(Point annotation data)
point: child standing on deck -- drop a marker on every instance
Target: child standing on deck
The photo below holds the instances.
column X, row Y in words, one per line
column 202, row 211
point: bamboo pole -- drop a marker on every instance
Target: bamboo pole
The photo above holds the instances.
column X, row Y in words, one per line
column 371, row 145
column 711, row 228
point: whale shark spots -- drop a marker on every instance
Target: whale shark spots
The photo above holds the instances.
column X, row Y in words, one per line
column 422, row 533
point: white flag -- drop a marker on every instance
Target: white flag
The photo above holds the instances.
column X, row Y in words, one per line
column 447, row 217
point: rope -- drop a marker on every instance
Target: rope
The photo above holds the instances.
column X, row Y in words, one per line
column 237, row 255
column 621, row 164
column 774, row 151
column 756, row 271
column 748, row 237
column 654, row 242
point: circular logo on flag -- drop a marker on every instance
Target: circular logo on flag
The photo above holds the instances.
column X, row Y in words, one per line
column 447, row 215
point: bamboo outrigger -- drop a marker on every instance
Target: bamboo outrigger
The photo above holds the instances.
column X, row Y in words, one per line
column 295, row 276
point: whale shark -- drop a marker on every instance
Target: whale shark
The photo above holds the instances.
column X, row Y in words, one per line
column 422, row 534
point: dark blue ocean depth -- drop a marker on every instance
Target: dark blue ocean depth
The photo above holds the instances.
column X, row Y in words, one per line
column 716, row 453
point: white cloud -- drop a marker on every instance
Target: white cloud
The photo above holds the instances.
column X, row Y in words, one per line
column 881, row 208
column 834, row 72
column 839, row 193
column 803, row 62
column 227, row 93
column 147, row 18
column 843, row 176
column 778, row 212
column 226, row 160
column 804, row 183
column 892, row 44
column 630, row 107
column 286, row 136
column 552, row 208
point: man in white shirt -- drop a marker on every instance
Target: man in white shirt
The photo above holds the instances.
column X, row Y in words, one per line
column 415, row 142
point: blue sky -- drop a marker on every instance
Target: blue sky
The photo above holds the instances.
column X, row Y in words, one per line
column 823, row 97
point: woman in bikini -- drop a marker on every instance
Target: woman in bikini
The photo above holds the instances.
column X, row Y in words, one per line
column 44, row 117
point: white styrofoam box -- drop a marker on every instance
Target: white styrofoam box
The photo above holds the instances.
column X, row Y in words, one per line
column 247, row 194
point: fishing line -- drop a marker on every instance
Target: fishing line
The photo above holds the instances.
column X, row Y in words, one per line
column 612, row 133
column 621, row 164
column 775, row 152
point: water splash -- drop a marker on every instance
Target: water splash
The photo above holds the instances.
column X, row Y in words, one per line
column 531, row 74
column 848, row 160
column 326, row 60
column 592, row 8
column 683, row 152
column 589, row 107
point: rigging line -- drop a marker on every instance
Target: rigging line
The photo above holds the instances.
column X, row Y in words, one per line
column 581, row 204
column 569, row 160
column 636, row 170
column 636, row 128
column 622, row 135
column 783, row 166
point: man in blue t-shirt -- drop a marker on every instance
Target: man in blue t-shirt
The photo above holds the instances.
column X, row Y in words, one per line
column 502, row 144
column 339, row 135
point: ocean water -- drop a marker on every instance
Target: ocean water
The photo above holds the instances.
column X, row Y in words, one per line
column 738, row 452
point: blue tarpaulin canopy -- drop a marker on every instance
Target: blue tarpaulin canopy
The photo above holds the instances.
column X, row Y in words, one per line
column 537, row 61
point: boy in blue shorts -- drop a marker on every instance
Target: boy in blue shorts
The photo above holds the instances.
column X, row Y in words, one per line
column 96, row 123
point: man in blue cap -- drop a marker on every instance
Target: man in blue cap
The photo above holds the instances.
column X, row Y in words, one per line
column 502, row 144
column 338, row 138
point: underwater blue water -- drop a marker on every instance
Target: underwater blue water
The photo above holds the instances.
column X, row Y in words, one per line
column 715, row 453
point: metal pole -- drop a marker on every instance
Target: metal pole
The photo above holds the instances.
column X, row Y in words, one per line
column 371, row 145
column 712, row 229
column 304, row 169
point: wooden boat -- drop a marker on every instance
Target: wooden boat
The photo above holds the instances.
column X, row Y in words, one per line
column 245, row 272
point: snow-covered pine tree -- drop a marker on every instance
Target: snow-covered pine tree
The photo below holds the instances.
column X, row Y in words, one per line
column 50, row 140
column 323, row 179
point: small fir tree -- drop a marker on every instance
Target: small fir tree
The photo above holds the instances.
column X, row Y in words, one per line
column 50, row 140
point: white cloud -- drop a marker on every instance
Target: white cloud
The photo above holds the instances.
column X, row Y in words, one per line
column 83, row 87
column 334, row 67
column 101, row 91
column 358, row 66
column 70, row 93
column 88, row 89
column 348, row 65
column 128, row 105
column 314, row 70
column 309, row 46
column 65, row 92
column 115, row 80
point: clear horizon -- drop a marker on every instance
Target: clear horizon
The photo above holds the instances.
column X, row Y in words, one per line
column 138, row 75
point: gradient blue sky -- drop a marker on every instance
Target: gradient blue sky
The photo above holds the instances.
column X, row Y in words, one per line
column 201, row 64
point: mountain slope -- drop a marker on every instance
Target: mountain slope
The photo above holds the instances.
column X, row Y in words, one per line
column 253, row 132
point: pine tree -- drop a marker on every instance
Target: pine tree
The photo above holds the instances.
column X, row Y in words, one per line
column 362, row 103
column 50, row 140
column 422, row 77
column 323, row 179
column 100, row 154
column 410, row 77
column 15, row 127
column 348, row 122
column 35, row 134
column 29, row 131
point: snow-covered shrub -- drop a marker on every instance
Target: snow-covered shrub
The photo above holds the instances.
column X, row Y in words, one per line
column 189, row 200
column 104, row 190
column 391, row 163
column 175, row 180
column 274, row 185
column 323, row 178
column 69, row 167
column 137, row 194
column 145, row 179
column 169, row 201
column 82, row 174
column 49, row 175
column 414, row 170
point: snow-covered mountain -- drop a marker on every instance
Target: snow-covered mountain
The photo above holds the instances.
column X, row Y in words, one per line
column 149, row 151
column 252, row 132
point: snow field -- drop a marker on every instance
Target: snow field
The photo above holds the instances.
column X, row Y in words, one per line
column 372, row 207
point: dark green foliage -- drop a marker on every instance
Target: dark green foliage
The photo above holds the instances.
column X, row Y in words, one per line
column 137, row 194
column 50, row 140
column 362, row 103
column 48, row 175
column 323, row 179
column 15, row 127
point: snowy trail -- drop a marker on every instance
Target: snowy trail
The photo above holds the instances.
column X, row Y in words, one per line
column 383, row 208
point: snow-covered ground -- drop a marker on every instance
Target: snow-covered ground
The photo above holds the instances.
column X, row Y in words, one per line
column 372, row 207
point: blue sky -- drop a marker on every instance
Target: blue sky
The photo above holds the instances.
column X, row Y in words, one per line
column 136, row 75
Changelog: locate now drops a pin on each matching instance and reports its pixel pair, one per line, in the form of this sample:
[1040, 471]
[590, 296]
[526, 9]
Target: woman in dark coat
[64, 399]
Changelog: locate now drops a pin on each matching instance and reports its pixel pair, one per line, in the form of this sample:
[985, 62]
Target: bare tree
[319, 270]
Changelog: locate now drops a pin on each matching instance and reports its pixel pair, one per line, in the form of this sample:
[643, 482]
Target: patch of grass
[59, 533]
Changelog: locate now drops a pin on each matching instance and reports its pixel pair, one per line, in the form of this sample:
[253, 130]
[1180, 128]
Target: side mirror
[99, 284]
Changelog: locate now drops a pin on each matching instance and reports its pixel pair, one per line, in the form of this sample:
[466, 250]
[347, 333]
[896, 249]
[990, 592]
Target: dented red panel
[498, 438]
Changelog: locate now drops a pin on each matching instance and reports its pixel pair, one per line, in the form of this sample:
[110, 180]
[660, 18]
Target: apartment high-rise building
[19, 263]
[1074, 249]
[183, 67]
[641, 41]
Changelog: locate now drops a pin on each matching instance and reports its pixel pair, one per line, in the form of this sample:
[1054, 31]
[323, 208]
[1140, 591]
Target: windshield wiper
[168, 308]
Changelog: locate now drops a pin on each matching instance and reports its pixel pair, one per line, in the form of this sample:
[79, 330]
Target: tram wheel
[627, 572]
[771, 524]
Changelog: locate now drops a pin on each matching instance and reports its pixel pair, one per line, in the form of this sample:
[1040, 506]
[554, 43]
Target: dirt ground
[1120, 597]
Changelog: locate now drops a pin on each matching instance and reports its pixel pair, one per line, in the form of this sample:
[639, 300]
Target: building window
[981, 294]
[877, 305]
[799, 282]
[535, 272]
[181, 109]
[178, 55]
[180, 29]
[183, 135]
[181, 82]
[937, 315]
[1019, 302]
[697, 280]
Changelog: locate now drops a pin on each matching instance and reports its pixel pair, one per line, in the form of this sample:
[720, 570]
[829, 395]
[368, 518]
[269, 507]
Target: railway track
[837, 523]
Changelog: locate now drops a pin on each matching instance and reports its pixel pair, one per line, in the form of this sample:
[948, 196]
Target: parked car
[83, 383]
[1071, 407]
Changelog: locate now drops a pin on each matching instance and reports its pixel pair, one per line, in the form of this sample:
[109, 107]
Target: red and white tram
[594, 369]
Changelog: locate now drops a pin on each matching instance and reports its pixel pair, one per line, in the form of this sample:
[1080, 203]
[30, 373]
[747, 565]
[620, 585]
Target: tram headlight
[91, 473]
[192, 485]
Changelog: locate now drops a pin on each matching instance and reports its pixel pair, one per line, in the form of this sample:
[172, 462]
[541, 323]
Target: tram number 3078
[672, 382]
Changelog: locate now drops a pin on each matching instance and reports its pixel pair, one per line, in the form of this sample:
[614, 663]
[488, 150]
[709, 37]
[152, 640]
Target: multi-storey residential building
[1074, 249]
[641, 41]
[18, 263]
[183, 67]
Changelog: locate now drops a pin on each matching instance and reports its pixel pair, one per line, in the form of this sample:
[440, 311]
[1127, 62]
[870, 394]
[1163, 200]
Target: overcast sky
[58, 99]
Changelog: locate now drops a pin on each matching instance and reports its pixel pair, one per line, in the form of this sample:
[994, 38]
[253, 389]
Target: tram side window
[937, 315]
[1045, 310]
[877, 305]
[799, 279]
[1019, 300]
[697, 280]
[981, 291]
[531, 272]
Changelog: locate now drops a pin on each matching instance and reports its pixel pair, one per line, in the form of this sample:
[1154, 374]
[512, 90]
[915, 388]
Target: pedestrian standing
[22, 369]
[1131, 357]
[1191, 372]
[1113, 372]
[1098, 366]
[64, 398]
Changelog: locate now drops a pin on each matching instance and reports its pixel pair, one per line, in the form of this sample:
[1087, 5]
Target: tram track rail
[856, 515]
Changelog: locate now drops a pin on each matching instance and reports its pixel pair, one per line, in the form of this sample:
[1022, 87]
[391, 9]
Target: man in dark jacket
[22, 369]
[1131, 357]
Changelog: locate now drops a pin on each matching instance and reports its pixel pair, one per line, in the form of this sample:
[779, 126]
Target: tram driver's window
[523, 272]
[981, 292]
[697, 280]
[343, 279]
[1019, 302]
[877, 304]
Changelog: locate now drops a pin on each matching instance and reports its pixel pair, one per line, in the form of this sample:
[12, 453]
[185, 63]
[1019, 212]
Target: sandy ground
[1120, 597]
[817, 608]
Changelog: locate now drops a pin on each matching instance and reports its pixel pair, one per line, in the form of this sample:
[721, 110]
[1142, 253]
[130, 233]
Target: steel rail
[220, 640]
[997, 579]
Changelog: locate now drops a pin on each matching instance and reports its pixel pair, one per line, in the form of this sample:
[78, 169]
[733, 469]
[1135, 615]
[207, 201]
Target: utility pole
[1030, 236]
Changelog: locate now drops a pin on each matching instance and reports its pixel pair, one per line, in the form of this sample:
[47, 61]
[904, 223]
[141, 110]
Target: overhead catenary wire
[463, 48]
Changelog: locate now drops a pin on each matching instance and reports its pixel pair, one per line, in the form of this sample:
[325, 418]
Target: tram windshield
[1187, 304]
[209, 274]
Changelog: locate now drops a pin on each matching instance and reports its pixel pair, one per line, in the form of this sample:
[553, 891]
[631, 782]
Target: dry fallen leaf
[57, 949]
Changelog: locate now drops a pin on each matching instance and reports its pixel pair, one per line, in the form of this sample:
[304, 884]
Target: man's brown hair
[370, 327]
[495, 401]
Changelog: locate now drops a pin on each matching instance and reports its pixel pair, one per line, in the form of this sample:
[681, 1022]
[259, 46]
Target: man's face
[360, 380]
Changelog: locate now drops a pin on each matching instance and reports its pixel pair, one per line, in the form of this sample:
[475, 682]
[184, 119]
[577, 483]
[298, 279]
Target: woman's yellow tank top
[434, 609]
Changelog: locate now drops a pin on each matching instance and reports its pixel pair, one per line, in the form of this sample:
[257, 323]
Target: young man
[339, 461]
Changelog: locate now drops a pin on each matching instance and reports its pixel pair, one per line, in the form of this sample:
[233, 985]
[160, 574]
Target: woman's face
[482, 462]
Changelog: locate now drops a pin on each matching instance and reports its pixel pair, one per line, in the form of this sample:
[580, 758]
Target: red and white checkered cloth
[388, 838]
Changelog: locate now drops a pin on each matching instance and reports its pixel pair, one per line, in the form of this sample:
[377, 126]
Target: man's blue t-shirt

The task -> Rename "bamboo pole" to "bamboo rod" in the data, starting at the first line and stopping after the line that contains "column 711, row 228", and give those lines again with nothing else changed.

Expected output ->
point: child standing on deck -- drop a marker on every instance
Target: child standing on deck
The photo below holds the instances.
column X, row Y in words, one per line
column 202, row 211
point: bamboo rod -- drop a marker on every instance
Target: bamboo rod
The photo above holds the instances.
column X, row Y in words, one per line
column 371, row 145
column 711, row 228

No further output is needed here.